**Gegevens**
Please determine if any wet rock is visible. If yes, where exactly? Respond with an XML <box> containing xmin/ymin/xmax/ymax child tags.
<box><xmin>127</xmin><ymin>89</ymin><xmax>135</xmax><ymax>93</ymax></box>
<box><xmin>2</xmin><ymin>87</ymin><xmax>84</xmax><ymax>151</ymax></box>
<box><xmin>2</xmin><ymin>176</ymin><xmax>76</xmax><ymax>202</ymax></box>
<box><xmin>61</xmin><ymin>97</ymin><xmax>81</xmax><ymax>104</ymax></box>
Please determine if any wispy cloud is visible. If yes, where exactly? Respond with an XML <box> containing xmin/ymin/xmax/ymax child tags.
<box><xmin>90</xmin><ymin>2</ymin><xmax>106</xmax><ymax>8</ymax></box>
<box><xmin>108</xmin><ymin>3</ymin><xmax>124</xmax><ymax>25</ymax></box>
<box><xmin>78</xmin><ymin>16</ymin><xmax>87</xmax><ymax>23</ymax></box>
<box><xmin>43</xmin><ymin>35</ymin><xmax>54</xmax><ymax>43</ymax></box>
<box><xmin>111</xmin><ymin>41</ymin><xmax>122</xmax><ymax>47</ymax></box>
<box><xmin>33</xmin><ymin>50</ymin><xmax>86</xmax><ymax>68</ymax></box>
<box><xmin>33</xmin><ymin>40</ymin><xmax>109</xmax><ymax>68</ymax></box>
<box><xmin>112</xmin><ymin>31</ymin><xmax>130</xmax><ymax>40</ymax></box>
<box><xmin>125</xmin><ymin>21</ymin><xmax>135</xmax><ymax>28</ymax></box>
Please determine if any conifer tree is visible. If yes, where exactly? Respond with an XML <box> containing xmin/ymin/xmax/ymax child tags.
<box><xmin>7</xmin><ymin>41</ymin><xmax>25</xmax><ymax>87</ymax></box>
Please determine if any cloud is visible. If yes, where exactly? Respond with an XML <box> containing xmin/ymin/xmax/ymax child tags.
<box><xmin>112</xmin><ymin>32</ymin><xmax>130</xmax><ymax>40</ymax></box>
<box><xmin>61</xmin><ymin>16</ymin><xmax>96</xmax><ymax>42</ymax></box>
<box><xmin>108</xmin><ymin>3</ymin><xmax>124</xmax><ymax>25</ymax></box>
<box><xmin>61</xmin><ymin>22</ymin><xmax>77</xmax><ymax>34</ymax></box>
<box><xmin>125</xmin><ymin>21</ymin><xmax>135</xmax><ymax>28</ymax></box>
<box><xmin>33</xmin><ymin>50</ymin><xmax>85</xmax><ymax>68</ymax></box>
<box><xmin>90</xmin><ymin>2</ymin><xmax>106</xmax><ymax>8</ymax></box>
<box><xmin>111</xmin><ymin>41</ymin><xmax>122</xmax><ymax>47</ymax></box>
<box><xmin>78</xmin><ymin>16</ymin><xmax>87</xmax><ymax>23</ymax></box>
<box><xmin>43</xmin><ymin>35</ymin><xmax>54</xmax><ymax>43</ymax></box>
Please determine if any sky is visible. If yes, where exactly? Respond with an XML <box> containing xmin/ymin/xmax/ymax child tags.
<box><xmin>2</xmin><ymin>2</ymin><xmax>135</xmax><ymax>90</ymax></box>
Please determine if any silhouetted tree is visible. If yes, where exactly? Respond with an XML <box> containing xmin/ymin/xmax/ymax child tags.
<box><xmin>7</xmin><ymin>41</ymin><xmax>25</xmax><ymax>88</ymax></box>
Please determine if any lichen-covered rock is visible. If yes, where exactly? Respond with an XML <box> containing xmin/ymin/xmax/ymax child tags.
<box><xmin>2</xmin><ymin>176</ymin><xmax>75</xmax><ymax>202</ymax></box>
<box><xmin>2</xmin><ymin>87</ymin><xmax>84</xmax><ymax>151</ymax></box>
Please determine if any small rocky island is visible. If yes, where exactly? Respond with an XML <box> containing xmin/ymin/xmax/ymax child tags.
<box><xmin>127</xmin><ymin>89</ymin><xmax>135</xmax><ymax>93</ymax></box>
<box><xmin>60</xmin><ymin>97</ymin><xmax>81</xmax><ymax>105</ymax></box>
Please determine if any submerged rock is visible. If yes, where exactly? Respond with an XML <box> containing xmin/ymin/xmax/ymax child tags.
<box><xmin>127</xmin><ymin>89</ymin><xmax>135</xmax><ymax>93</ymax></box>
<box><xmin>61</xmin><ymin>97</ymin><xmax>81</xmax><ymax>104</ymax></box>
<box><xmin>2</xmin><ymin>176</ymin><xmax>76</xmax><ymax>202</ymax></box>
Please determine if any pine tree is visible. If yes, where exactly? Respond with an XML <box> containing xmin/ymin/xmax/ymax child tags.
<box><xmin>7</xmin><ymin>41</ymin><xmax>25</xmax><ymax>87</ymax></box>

**Opdracht**
Herschrijf alle regels hierboven als een CSV met twee kolommen, invoer en uitvoer. Zet in elke rij een Engelse tekstregel in invoer en alle XML-regels die erop volgen samen in uitvoer, elk veld tussen aanhalingstekens en met regeleinden vervangen door spaties.

**Oplossing**
invoer,uitvoer
"Please determine if any wet rock is visible. If yes, where exactly? Respond with an XML <box> containing xmin/ymin/xmax/ymax child tags.","<box><xmin>127</xmin><ymin>89</ymin><xmax>135</xmax><ymax>93</ymax></box> <box><xmin>2</xmin><ymin>87</ymin><xmax>84</xmax><ymax>151</ymax></box> <box><xmin>2</xmin><ymin>176</ymin><xmax>76</xmax><ymax>202</ymax></box> <box><xmin>61</xmin><ymin>97</ymin><xmax>81</xmax><ymax>104</ymax></box>"
"Please determine if any wispy cloud is visible. If yes, where exactly? Respond with an XML <box> containing xmin/ymin/xmax/ymax child tags.","<box><xmin>90</xmin><ymin>2</ymin><xmax>106</xmax><ymax>8</ymax></box> <box><xmin>108</xmin><ymin>3</ymin><xmax>124</xmax><ymax>25</ymax></box> <box><xmin>78</xmin><ymin>16</ymin><xmax>87</xmax><ymax>23</ymax></box> <box><xmin>43</xmin><ymin>35</ymin><xmax>54</xmax><ymax>43</ymax></box> <box><xmin>111</xmin><ymin>41</ymin><xmax>122</xmax><ymax>47</ymax></box> <box><xmin>33</xmin><ymin>50</ymin><xmax>86</xmax><ymax>68</ymax></box> <box><xmin>33</xmin><ymin>40</ymin><xmax>109</xmax><ymax>68</ymax></box> <box><xmin>112</xmin><ymin>31</ymin><xmax>130</xmax><ymax>40</ymax></box> <box><xmin>125</xmin><ymin>21</ymin><xmax>135</xmax><ymax>28</ymax></box>"
"Please determine if any conifer tree is visible. If yes, where exactly? Respond with an XML <box> containing xmin/ymin/xmax/ymax child tags.","<box><xmin>7</xmin><ymin>41</ymin><xmax>25</xmax><ymax>87</ymax></box>"
"Please determine if any cloud is visible. If yes, where exactly? Respond with an XML <box> containing xmin/ymin/xmax/ymax child tags.","<box><xmin>112</xmin><ymin>32</ymin><xmax>130</xmax><ymax>40</ymax></box> <box><xmin>61</xmin><ymin>16</ymin><xmax>96</xmax><ymax>42</ymax></box> <box><xmin>108</xmin><ymin>3</ymin><xmax>124</xmax><ymax>25</ymax></box> <box><xmin>61</xmin><ymin>22</ymin><xmax>77</xmax><ymax>34</ymax></box> <box><xmin>125</xmin><ymin>21</ymin><xmax>135</xmax><ymax>28</ymax></box> <box><xmin>33</xmin><ymin>50</ymin><xmax>85</xmax><ymax>68</ymax></box> <box><xmin>90</xmin><ymin>2</ymin><xmax>106</xmax><ymax>8</ymax></box> <box><xmin>111</xmin><ymin>41</ymin><xmax>122</xmax><ymax>47</ymax></box> <box><xmin>78</xmin><ymin>16</ymin><xmax>87</xmax><ymax>23</ymax></box> <box><xmin>43</xmin><ymin>35</ymin><xmax>54</xmax><ymax>43</ymax></box>"
"Please determine if any sky is visible. If yes, where exactly? Respond with an XML <box> containing xmin/ymin/xmax/ymax child tags.","<box><xmin>2</xmin><ymin>2</ymin><xmax>135</xmax><ymax>90</ymax></box>"
"Please determine if any silhouetted tree is visible. If yes, where exactly? Respond with an XML <box> containing xmin/ymin/xmax/ymax child tags.","<box><xmin>7</xmin><ymin>41</ymin><xmax>25</xmax><ymax>88</ymax></box>"
"Please determine if any lichen-covered rock is visible. If yes, where exactly? Respond with an XML <box> containing xmin/ymin/xmax/ymax child tags.","<box><xmin>2</xmin><ymin>176</ymin><xmax>75</xmax><ymax>202</ymax></box> <box><xmin>2</xmin><ymin>87</ymin><xmax>84</xmax><ymax>151</ymax></box>"
"Please determine if any small rocky island is visible. If yes, where exactly? Respond with an XML <box> containing xmin/ymin/xmax/ymax child tags.","<box><xmin>127</xmin><ymin>89</ymin><xmax>135</xmax><ymax>93</ymax></box> <box><xmin>60</xmin><ymin>97</ymin><xmax>81</xmax><ymax>105</ymax></box>"
"Please determine if any submerged rock is visible. If yes, where exactly? Respond with an XML <box> containing xmin/ymin/xmax/ymax child tags.","<box><xmin>127</xmin><ymin>89</ymin><xmax>135</xmax><ymax>93</ymax></box> <box><xmin>61</xmin><ymin>97</ymin><xmax>81</xmax><ymax>104</ymax></box> <box><xmin>2</xmin><ymin>176</ymin><xmax>76</xmax><ymax>202</ymax></box>"
"Please determine if any pine tree is visible. If yes, where exactly? Respond with an XML <box> containing xmin/ymin/xmax/ymax child tags.","<box><xmin>7</xmin><ymin>41</ymin><xmax>25</xmax><ymax>87</ymax></box>"